"""

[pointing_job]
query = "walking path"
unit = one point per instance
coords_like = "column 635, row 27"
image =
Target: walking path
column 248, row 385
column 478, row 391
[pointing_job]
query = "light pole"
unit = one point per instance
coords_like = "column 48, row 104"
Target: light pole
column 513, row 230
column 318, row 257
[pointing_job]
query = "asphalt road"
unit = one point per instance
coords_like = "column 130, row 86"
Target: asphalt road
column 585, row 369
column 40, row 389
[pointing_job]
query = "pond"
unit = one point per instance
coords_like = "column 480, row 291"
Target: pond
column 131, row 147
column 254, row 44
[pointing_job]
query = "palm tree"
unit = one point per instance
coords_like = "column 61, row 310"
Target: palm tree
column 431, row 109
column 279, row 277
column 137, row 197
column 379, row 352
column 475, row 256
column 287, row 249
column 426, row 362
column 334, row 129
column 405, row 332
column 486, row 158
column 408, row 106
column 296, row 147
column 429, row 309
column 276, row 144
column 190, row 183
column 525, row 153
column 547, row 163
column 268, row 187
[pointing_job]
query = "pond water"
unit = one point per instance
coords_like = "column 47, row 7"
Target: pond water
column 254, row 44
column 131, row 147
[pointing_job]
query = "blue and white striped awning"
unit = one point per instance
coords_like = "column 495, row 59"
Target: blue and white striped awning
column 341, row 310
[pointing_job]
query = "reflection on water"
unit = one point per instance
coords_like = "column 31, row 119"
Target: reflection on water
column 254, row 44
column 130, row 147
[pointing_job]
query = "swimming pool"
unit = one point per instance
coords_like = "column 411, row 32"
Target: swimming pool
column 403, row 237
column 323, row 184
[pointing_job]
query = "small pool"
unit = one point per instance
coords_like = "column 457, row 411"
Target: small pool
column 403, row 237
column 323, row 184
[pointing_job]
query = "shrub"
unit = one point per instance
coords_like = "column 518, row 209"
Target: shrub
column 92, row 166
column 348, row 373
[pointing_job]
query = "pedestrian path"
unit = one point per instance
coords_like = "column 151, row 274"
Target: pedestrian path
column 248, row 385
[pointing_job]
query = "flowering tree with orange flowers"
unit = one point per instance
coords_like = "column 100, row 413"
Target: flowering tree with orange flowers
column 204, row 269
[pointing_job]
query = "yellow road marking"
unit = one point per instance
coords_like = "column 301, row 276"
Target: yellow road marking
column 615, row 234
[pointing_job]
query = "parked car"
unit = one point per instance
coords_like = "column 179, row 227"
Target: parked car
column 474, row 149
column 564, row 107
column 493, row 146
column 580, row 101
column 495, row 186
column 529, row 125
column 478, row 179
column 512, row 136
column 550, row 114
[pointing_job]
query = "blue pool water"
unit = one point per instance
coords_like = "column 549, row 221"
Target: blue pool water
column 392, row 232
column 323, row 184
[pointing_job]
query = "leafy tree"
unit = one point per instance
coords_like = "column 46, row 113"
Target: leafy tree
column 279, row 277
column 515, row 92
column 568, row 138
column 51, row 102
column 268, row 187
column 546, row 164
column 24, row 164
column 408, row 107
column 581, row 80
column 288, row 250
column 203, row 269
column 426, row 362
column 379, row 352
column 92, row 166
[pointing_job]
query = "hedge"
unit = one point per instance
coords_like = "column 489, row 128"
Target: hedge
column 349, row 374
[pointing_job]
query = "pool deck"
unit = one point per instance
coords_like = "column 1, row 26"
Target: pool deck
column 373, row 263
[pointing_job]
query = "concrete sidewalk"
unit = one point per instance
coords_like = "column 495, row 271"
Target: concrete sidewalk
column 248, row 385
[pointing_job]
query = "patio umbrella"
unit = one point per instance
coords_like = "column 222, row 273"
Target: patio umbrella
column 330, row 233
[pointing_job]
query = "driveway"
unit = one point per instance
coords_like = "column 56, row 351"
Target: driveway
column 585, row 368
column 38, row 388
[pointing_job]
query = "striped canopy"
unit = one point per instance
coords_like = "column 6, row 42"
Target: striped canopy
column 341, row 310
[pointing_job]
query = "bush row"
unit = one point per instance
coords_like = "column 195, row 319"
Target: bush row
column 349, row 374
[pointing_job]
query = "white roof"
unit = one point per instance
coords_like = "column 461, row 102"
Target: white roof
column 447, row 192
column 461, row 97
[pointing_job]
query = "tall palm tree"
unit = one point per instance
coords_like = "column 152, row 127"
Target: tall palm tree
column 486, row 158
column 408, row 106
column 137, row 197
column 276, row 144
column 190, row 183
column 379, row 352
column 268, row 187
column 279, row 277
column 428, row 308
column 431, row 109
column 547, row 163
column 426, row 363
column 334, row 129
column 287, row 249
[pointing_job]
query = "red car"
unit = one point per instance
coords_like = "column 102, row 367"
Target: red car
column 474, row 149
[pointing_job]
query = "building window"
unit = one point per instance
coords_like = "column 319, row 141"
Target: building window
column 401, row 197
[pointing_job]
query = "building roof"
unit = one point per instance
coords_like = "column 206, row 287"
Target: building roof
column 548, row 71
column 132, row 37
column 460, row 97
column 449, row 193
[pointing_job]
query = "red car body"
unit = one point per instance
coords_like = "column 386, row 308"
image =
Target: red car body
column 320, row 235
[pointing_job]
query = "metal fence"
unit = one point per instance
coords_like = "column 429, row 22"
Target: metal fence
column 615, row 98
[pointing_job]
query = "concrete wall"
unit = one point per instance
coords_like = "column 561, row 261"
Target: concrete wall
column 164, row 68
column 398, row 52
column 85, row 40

"""

**EXERCISE DETAILS**
Every record above needs to be repeated word for word.

**RIGHT ANSWER**
[pointing_job]
query = "walking path"
unit = one point per instance
coords_like = "column 635, row 27"
image =
Target: walking path
column 248, row 385
column 478, row 391
[pointing_job]
query = "light pole"
unit = one point per instance
coords_like = "column 48, row 104"
Target: light pole
column 513, row 230
column 318, row 257
[pointing_job]
query = "asphalt road"
unit = one point per instance
coords_like = "column 130, row 86"
Target: asphalt road
column 585, row 369
column 40, row 389
[pointing_job]
query = "pond"
unit = one point per instance
coords_like = "column 480, row 291"
Target: pond
column 131, row 147
column 254, row 44
[pointing_job]
query = "palm tree"
unit = one point per instance
coords_like = "column 61, row 310"
Target: palm tree
column 431, row 109
column 279, row 277
column 137, row 197
column 379, row 352
column 475, row 256
column 287, row 249
column 426, row 362
column 334, row 129
column 405, row 332
column 486, row 158
column 408, row 106
column 296, row 147
column 429, row 309
column 276, row 144
column 190, row 183
column 525, row 153
column 547, row 163
column 268, row 187
[pointing_job]
query = "pond water"
unit = one point per instance
coords_like = "column 47, row 7"
Target: pond water
column 254, row 44
column 131, row 147
[pointing_job]
query = "blue and white striped awning"
unit = one point per instance
coords_like = "column 495, row 59"
Target: blue and white striped awning
column 341, row 310
[pointing_job]
query = "reflection on water"
unit = one point per instance
coords_like = "column 31, row 119"
Target: reflection on water
column 254, row 44
column 130, row 147
[pointing_job]
query = "swimming pool"
unit = one point per instance
coords_like = "column 411, row 32"
Target: swimming pool
column 403, row 237
column 323, row 184
[pointing_job]
query = "small pool"
unit = one point per instance
coords_like = "column 457, row 411"
Target: small pool
column 403, row 237
column 323, row 184
[pointing_job]
query = "shrub"
unit = one point per instance
coords_like = "column 518, row 209"
Target: shrub
column 92, row 166
column 348, row 373
[pointing_job]
query = "pedestrian path"
unit = one point per instance
coords_like = "column 151, row 274"
Target: pedestrian path
column 248, row 385
[pointing_job]
query = "flowering tree with orange flowers"
unit = one point per instance
coords_like = "column 100, row 413"
Target: flowering tree with orange flowers
column 204, row 269
[pointing_job]
query = "yellow road marking"
unit = one point per instance
coords_like = "column 301, row 276"
Target: yellow road marking
column 615, row 234
[pointing_job]
query = "parked car"
unit = one point per instance
coords_like = "column 179, row 227"
Target: parked car
column 474, row 149
column 564, row 107
column 493, row 146
column 580, row 101
column 495, row 186
column 529, row 125
column 478, row 179
column 512, row 136
column 550, row 114
[pointing_job]
query = "blue pool water"
unit = one point per instance
coords_like = "column 549, row 221"
Target: blue pool water
column 392, row 232
column 323, row 184
[pointing_job]
query = "leafy tree"
unit = one point per instance
coords_like = "column 46, row 113"
Target: leafy tree
column 279, row 277
column 515, row 92
column 568, row 138
column 51, row 102
column 268, row 187
column 546, row 164
column 24, row 164
column 408, row 107
column 581, row 80
column 288, row 250
column 203, row 269
column 426, row 362
column 379, row 352
column 92, row 166
[pointing_job]
query = "hedge"
unit = one point per instance
coords_like = "column 489, row 128"
Target: hedge
column 349, row 374
[pointing_job]
query = "pool deck"
unit = one point per instance
coords_like = "column 1, row 26"
Target: pool deck
column 373, row 263
[pointing_job]
query = "concrete sidewalk"
unit = one point per instance
coords_like = "column 495, row 271"
Target: concrete sidewalk
column 248, row 385
[pointing_job]
query = "patio umbrella"
unit = one point per instance
coords_like = "column 222, row 273"
Target: patio umbrella
column 330, row 233
[pointing_job]
query = "driveway"
unit = one point per instance
coords_like = "column 56, row 351"
Target: driveway
column 585, row 368
column 38, row 388
[pointing_job]
query = "striped canopy"
unit = one point per instance
coords_like = "column 6, row 42"
Target: striped canopy
column 341, row 310
[pointing_job]
query = "bush row"
unit = one point per instance
coords_like = "column 195, row 319"
Target: bush row
column 349, row 374
[pointing_job]
query = "white roof"
unit = one point per instance
coords_like = "column 461, row 102"
Target: white roof
column 447, row 192
column 461, row 97
[pointing_job]
query = "tall palm tree"
unit = one point per instance
coords_like = "column 152, row 127"
Target: tall palm tree
column 486, row 158
column 408, row 106
column 137, row 197
column 276, row 144
column 190, row 183
column 379, row 352
column 268, row 187
column 279, row 277
column 428, row 308
column 431, row 109
column 547, row 163
column 426, row 363
column 334, row 129
column 287, row 249
[pointing_job]
query = "red car"
unit = one point per instance
coords_like = "column 102, row 367"
Target: red car
column 474, row 149
[pointing_job]
query = "building window"
unit = one point per instance
coords_like = "column 319, row 141"
Target: building window
column 401, row 197
[pointing_job]
query = "building roof"
unit = one point per instance
coords_like = "column 206, row 287"
Target: building roof
column 548, row 71
column 132, row 37
column 460, row 97
column 449, row 193
[pointing_job]
query = "red car body"
unit = one point per instance
coords_like = "column 386, row 308"
image =
Target: red car body
column 320, row 235
[pointing_job]
query = "metal fence"
unit = one point per instance
coords_like = "column 429, row 22"
Target: metal fence
column 615, row 98
[pointing_job]
query = "concrete wall"
unit = one point per instance
coords_like = "column 561, row 261"
Target: concrete wall
column 164, row 68
column 398, row 52
column 85, row 40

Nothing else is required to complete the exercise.